CAPITOLO VI. - TRIPLICE OFFERTA NEL GIORNO DELL'EPIFANIA

Nel giorno dell'Epifania, Geltrude avrebbe voluto offrire a Gesù dei
regali di lusso, come quelli dei Magi, per sodisfare a tutti i peccati
del mondo, da Adamo fino all'ultimo de' suoi figli. Ella offrì, come
mirra il Corpo di Cristo, con tutte le sofferenze, che lo dilaniarono,
specialmente durante la Passione. Presentò quale incenso l'Anima
santissima del Cristo, perchè le ardenti suppliche che si elevàrono da
quel divino incensiere, supplissero alle negligenze di tutte le
creature. Infine offerse come oro, per riparare le imperfezioni di
tutti gli esseri creati, la perfettissima Divinità e le delizie di cui
è la sorgente. Le apparve allora il Signore Gesù portando quella stessa
offerta, come un tesoro infinitamente prezioso, in atto di presentarla
alla SS. Trinità. Mentre si avanzava in mezzo al cielo, tutta la Corte
celeste, penetrata di rispetto, piegava il ginocchio e si chinava
profondamente, come fanno le persone devote quando il Corpo di Cristo
passa davanti a loro.

## Estratti del dataset
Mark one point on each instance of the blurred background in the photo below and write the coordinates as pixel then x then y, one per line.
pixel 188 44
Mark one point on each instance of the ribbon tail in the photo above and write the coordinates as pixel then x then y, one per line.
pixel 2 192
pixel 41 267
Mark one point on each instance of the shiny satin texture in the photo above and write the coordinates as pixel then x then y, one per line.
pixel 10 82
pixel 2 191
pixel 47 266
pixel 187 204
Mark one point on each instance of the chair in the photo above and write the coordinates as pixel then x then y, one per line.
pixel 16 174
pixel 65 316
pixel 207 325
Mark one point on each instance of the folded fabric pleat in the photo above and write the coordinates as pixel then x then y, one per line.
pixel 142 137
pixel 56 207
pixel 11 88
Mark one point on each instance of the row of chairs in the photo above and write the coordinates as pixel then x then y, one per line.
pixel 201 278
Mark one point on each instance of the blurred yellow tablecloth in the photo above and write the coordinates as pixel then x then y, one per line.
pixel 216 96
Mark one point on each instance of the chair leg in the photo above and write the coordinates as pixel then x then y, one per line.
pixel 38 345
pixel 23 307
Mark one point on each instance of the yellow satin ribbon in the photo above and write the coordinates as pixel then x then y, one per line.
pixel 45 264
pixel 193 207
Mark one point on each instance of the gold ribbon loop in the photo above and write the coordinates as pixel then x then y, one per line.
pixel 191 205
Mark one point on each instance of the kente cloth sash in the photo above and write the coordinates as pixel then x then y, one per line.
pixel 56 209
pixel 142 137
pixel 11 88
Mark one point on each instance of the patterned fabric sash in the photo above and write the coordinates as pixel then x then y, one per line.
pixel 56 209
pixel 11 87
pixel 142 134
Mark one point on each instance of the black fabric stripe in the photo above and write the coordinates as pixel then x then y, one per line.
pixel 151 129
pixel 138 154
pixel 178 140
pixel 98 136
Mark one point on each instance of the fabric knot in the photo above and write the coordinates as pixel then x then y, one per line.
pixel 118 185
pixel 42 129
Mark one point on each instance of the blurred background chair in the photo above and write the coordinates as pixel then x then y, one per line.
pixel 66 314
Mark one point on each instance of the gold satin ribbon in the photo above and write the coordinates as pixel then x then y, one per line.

## Da fare
A. Le seguenti affermazioni concordano con il brano sull'offerta dell'Epifania? Per ciascuna rispondi sì o no, citando alla lettera le parole del brano che lo decidono: (i) Geltrude offrì come incenso l'Anima santissima di Cristo; (ii) Geltrude offrì come oro il Corpo di Cristo; (iii) mentre il Signore avanzava in mezzo al cielo, la Corte celeste piegava il ginocchio.
B. Riprendi il brano sull'offerta dell'Epifania partendo dopo la sua ultima frase.

## Risposte per compito
A.
(i) Sì: "Presentò quale incenso l'Anima santissima del Cristo".
(ii) No: "Infine offerse come oro, per riparare le imperfezioni di tutti gli esseri creati, la perfettissima Divinità".
(iii) Sì: "Mentre si avanzava in mezzo al cielo, tutta la Corte celeste, penetrata di rispetto, piegava il ginocchio".

B.
Geltrude si ricordò allora di parecchie persone le quali, con profondo
senso d'umiltà, l'avevano supplicata di offrire a Dio per loro, in
memoria dei doni dei Magi, alcune preghiere che aveva recitate in
preparazione alla festa. Mentre faceva tale offerta con tutto il cuore,
il Signore Gesù le apparve, attraversando il cielo con quel secondo
dono della sua Sposa, per presentarlo a Dio Padre. Tutta la Corte
celeste accorreva a Lui d'intorno, magnificando quello splendido
regalo. Ella ben comprese allora che, se un'anima offre a Dio le sue
preghiere ed azioni, tutta la Corte celeste esalta quel dono, come
offerta preziosa all'occhio del Signore. Quando poi l'anima, non
contenta di offrire i suoi beni, vi aggiunge le opere perfettissime dei
Figlio di Dio, i Santi, come già dicemmo, mostrano tanta riverenza a
quel dono come la cosa più preziosa, al di sopra della quale non sta
che l'Unica e adorabile Trinità.
Un'altra volta, mentre al S. Vangelo si leggevano, nella stessa
solennità quelle parole « Et procidentes adoraverunt eum - prostrati lo
adorarono » ella, con sentimento di grande fervore, si prostrò ai piedi
di Gesù divotamente, per adorarlo in nome di tutto ciò che esiste, in
cielo, in terra e nei luoghi inferiori.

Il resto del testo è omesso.